*** Exercise text

Well, except she doesn’t. She can bathe thoroughly, take a nap, and wake up from the nap to bathe thoroughly again. Sometimes she starts over from the beginning after she has bathed. I think maybe she has OCD.

Loki fishes dirty socks or clean socks out of any hamper or basket, even if they’re underneath everything. Then he eats large holes in them. I have to hang clean and dirty socks out of reach.

He also fishes tasty morsels out of the bathroom trash. Now we deposit them in the kitchen garbage, which is too tall for him to get into (and it has a lid). I don’t mind him eating the q-tips, but finding used condoms amongst the treasures in the litter box is just too much.

It could always be worse.

My vet answered this one for me when my Shiba started doing the same thing - he’s bored. He needs more excitement. Get him a puppy.

Now for my answers:

Edith: What is it about your toys? I understand you like them, but that humping thing you do when you get particularly excited points to obsessive-compulsive behavior. And just because you spend an hour fixedly staring at the toy, then at me, then at the toy, then at me, doesn’t mean I’m going to put my life on hold to play fetch with you.

Frodo: Why the HELL do you insist on pissing on the dog bed? And why did you do it last night, within 20 seconds of me putting the freshly laundered cover on the dog bed after you pissed on it this morning? WTF is it about the dog bed? Aren’t dogs supposed to be smart enough NOT to piss where they sleep? And I know you sleep on it, you do it every night.

******
*** Information provided

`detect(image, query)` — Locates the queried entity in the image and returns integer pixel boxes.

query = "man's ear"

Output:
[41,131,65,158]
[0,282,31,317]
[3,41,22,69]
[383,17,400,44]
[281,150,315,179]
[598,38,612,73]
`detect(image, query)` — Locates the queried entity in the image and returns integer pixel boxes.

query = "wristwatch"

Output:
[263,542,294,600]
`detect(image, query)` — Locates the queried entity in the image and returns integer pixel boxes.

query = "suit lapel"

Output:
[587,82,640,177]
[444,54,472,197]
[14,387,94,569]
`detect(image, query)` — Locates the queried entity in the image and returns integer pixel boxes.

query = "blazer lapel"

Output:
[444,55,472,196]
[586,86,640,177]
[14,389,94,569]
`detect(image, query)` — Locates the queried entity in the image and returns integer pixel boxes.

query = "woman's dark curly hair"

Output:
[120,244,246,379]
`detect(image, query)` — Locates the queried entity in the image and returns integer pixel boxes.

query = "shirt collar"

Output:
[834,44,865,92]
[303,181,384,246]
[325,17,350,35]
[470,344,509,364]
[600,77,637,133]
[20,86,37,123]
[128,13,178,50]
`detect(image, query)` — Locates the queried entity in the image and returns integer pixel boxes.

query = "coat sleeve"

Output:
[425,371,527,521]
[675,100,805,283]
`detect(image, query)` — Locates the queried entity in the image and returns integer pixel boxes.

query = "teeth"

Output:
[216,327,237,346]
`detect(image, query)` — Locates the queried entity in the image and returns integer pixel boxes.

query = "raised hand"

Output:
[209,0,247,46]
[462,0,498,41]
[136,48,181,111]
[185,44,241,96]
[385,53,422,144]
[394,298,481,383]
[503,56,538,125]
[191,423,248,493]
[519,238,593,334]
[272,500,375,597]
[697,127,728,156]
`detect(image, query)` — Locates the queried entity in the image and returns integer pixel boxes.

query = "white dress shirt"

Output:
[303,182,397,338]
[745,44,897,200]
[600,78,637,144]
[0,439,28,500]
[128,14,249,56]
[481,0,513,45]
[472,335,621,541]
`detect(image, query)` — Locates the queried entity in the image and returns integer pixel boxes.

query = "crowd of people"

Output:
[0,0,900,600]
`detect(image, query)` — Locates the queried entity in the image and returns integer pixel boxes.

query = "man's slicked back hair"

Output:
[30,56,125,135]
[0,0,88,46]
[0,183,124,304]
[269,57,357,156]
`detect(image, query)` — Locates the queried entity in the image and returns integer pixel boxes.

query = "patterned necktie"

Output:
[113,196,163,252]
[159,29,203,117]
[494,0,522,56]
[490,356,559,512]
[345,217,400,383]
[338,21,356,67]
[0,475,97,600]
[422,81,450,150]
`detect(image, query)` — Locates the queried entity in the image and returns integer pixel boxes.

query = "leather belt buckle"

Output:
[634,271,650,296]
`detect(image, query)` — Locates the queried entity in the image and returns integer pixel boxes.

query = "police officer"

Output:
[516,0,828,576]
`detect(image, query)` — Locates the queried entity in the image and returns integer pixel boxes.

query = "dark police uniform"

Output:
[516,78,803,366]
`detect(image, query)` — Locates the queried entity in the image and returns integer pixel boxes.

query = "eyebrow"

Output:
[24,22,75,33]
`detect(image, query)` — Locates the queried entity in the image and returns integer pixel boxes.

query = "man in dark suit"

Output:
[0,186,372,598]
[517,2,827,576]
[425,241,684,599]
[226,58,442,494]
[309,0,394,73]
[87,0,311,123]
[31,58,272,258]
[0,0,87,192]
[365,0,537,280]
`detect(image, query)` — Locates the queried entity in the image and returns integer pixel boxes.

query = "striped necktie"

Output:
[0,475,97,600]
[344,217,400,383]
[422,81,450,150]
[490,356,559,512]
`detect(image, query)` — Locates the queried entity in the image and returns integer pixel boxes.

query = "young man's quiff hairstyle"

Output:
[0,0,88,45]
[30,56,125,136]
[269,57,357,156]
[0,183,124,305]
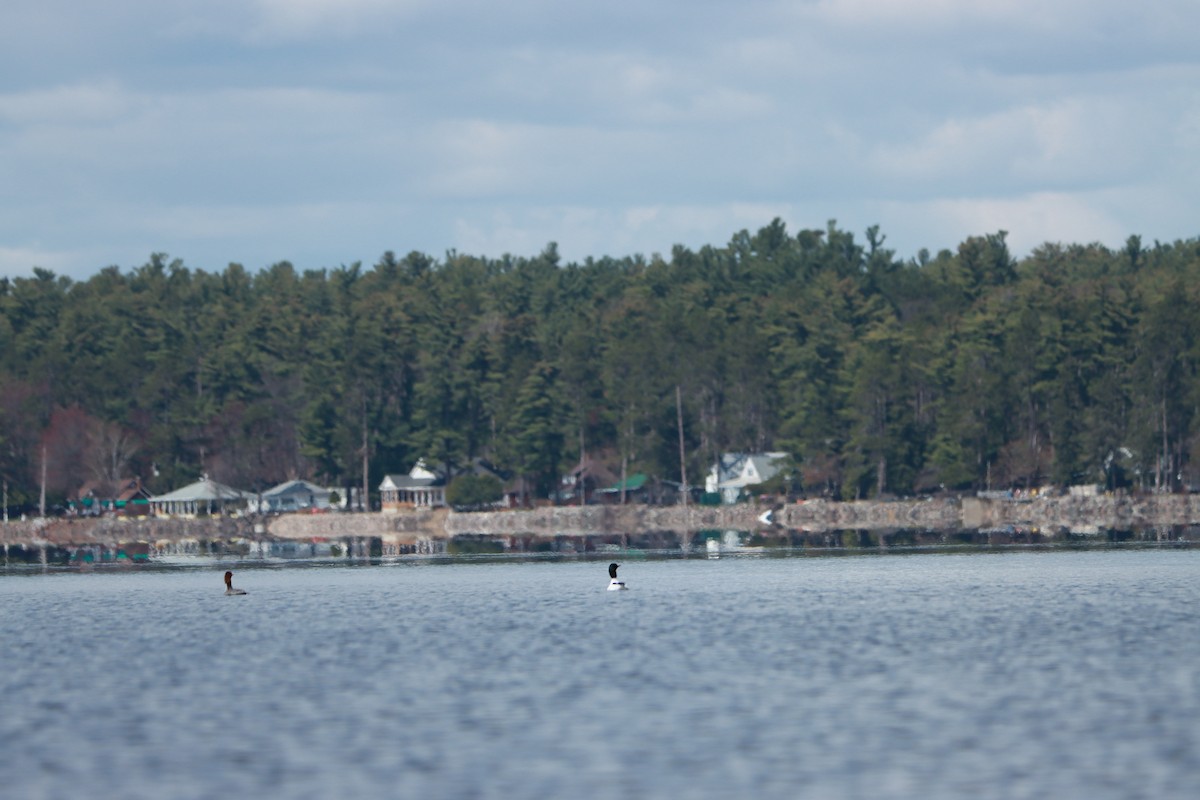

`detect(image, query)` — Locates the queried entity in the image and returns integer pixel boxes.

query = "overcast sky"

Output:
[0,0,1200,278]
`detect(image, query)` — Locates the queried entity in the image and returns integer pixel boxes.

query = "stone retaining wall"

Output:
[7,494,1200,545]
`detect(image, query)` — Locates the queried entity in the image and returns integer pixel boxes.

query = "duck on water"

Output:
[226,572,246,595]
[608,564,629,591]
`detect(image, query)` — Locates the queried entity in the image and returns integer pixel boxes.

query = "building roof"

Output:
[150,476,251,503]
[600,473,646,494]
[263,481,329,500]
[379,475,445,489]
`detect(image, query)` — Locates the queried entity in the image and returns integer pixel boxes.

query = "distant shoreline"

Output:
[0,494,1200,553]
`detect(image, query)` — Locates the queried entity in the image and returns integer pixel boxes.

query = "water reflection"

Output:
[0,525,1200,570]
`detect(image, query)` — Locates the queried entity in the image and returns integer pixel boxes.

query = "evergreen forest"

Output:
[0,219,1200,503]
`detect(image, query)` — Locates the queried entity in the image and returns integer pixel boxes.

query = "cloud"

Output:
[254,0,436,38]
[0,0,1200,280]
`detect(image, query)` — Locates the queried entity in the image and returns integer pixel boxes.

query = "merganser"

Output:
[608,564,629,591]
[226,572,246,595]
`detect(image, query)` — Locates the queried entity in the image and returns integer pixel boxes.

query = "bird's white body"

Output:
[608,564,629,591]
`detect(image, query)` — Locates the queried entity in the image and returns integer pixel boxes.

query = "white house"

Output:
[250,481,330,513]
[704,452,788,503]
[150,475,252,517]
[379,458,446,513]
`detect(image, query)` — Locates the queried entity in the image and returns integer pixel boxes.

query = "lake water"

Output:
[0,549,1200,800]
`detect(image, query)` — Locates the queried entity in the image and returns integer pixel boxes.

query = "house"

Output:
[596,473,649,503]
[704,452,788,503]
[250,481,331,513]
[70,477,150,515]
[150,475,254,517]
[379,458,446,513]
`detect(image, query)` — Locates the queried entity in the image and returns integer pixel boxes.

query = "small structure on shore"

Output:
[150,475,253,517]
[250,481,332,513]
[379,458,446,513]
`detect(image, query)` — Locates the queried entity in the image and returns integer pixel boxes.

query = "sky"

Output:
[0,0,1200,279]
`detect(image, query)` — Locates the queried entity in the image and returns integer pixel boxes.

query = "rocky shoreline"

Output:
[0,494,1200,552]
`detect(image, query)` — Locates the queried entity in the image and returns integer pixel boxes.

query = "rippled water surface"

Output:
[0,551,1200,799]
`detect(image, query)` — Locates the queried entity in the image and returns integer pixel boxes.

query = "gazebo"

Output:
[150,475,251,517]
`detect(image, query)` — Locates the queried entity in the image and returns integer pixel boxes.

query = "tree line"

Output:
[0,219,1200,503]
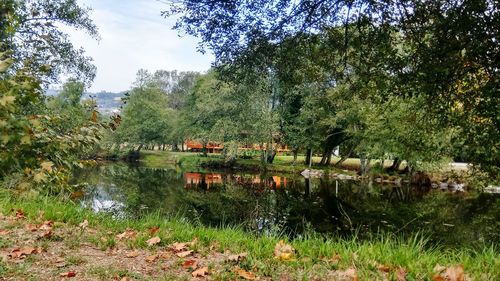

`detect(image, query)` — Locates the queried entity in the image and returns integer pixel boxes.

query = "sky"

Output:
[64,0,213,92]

******

• List of tasks
**A.** Rewrite the paragraph of the text about pets that begins "Loki fishes dirty socks" in a single shorter sentence, keeping its main facts.
**B.** According to the text about pets, what does Frodo keep urinating on?
**C.** Resume the text about pets from the point where it stops.
The data above come from a different source than the text about pets.

• Numbered answers
**A.** Loki pulls clean or dirty socks out of any hamper or basket, even from the bottom, and eats large holes in them, so all socks must be hung out of his reach.

**B.** The dog bed.

**C.**
Like Sgt. Pepper, I would start with a statement. I would tell my beautiful little Russian Blue baby, Meep, who was recently diagnosed with lymphoma, that I hate having to take her to chemo each week where she gets stuck with needles, and that it breaks my heart when she cries in the carrier on the way over. Then I would tell her I love her and ask her if she understands and forgives me. I’m pretty sure she does, but it would be nice to know for sure…
Oh, and I would ask my younger Singapura boy, Ozzy, “Why do you insist on pawing your way into the shower and pulling up the drain cover? I mean, I know Singapuras are drain cats and all, but this is taking things a bit too far!”

to my cat, Simon: your food dish HAS food in it. Your water dish is full.

Why do you meow and look like you’re starving? I take you over to the food dish and you eat some of it.

20 minutes late, you are back in front of me, wanting food that is already available to you–it’s in your dish! Eat the food in your dish!
Agh!

You stole my answer.

MOM! violacrane stole my answer!

:smiley:

Boy Kitty, what is going on? First you cry to the Great God of the Laundry Room (aka the washing machine) for hours at a time until we started keeping the lid shut. Now you cry to the Great God of the Shower. You hate water, so why do you climb in the tub and cry and cry and cry? Is it the echo? You’re doing this just to freak me out, aren’t you?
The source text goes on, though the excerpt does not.